## Requirements
1 – Could you duplicate the Playboy interview passage from "Playboy Magazine, Bulgarian" to "try to understand."?
2 – Can you finish out the next part of the Playboy interview with Behar, picking up right after its last line?

## Document extract
☆ ☆ ☆ ☆ ☆ ☆ ☆
BEHAR* FOR PLAYBOY: SIMPLE TRUTHS, MAVRUD & ADRENALINE

Society | June 13, 2002, Thursday // 00:00

Playboy Magazine, Bulgarian version, Volume #3, 2002

Q: What is the fastest way to turn BGN 100 to BGN 150?

A: You buy something at Iliyantsi market (a popular market for goods at low prices – editor’s note) and sell it at Vitosha Street (commercial, downtown Sofia – editor’s note). It is still possible to make it in Bulgaria as far as the initial accumulation of capital has not been completed yet. But I can tell you also the safest way to do this – go to amazon.com, buy three books on PR that you not only read but also try to understand.

Q: What did you do with the first USD 10,000 you earned?

A: I moved into another office and invested some money in office equipment so that M3 Communications Group, Inc. may develop even faster.

Q: Imagine you hold all the state power in your hands for one day. What would you do?
☆ ☆ ☆ ☆ ☆ ☆ ☆
## Recorded information
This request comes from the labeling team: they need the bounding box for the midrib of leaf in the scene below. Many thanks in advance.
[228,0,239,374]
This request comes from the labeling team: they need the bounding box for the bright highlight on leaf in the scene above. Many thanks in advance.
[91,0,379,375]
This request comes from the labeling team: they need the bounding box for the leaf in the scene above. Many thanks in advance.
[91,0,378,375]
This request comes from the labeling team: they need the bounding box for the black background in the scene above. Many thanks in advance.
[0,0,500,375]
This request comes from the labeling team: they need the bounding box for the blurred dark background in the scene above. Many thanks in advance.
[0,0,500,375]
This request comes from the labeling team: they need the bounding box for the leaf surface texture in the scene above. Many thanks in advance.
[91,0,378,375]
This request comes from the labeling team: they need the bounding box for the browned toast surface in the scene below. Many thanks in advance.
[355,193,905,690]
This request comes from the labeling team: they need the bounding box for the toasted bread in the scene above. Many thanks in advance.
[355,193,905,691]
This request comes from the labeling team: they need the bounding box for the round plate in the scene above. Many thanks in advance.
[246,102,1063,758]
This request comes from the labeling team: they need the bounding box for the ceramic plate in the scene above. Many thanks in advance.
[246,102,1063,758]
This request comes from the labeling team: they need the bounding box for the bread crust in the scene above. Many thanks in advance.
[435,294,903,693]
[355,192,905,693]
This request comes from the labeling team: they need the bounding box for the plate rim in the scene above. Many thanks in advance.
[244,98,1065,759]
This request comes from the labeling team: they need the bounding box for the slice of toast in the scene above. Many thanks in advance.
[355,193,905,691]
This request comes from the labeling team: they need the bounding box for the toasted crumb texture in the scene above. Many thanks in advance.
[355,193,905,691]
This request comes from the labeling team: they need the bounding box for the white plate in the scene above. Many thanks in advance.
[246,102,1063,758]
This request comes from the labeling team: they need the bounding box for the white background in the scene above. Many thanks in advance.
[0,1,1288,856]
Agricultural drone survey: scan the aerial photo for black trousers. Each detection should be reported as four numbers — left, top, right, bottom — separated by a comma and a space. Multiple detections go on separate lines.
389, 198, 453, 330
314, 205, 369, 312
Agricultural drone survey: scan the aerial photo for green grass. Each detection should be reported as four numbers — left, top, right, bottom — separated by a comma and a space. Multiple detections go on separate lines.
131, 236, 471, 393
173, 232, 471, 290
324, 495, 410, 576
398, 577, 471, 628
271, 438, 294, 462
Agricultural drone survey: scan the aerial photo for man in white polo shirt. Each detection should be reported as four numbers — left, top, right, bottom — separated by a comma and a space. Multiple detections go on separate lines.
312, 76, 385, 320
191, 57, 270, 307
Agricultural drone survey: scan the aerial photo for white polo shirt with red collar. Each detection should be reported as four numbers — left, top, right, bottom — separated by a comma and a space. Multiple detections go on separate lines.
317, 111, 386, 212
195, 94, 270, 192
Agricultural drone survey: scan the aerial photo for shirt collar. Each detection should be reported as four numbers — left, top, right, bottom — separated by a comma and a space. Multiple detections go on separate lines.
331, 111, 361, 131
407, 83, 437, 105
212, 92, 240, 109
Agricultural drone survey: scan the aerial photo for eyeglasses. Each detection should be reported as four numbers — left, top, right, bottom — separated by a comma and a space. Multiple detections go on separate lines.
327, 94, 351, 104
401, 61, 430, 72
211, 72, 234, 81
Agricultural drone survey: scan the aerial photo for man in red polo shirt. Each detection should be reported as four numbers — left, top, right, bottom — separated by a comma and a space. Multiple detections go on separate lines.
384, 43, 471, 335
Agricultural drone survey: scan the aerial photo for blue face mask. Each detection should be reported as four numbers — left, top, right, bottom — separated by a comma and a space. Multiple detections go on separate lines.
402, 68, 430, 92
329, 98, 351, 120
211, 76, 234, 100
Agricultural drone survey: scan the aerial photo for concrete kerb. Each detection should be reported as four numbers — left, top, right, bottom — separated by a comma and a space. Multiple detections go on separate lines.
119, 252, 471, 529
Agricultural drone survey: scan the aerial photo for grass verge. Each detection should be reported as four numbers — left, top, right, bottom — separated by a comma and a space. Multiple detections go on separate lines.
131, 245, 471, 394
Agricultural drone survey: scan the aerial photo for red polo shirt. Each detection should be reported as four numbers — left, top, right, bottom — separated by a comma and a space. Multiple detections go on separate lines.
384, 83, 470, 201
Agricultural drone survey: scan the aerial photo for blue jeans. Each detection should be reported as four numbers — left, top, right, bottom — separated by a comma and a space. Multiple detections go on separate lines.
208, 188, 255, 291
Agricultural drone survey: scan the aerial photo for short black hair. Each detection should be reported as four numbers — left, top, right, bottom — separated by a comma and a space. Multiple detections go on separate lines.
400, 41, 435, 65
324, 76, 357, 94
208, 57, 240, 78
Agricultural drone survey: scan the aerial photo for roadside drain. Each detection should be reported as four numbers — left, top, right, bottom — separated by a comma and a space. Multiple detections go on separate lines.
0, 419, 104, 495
☆ ☆ ☆ ☆ ☆ ☆ ☆
## Set of answers
1 –
Playboy Magazine, Bulgarian version, Volume #3, 2002

Q: What is the fastest way to turn BGN 100 to BGN 150?

A: You buy something at Iliyantsi market (a popular market for goods at low prices – editor’s note) and sell it at Vitosha Street (commercial, downtown Sofia – editor’s note). It is still possible to make it in Bulgaria as far as the initial accumulation of capital has not been completed yet. But I can tell you also the safest way to do this – go to amazon.com, buy three books on PR that you not only read but also try to understand.

2 –
A: I will permit the purchase of Bulgarian land by foreigners, will launch an efficiently working Stock Exchange and will put aside USD 5 M for intelligent advertising of Bulgaria abroad. Just two words about the advertising – I would show the world the faces of Bulgaria, get a close view of the young people, their hands, their eyes… A real close view. So that the world may realize that Bulgaria is part of Europe. It was, it has been and will always be part of Europe. In fact Bulgaria is a wonderful country and it is one of my dreams that as many people as possible from all over the world realize that.

Q: What was your dream job as a child?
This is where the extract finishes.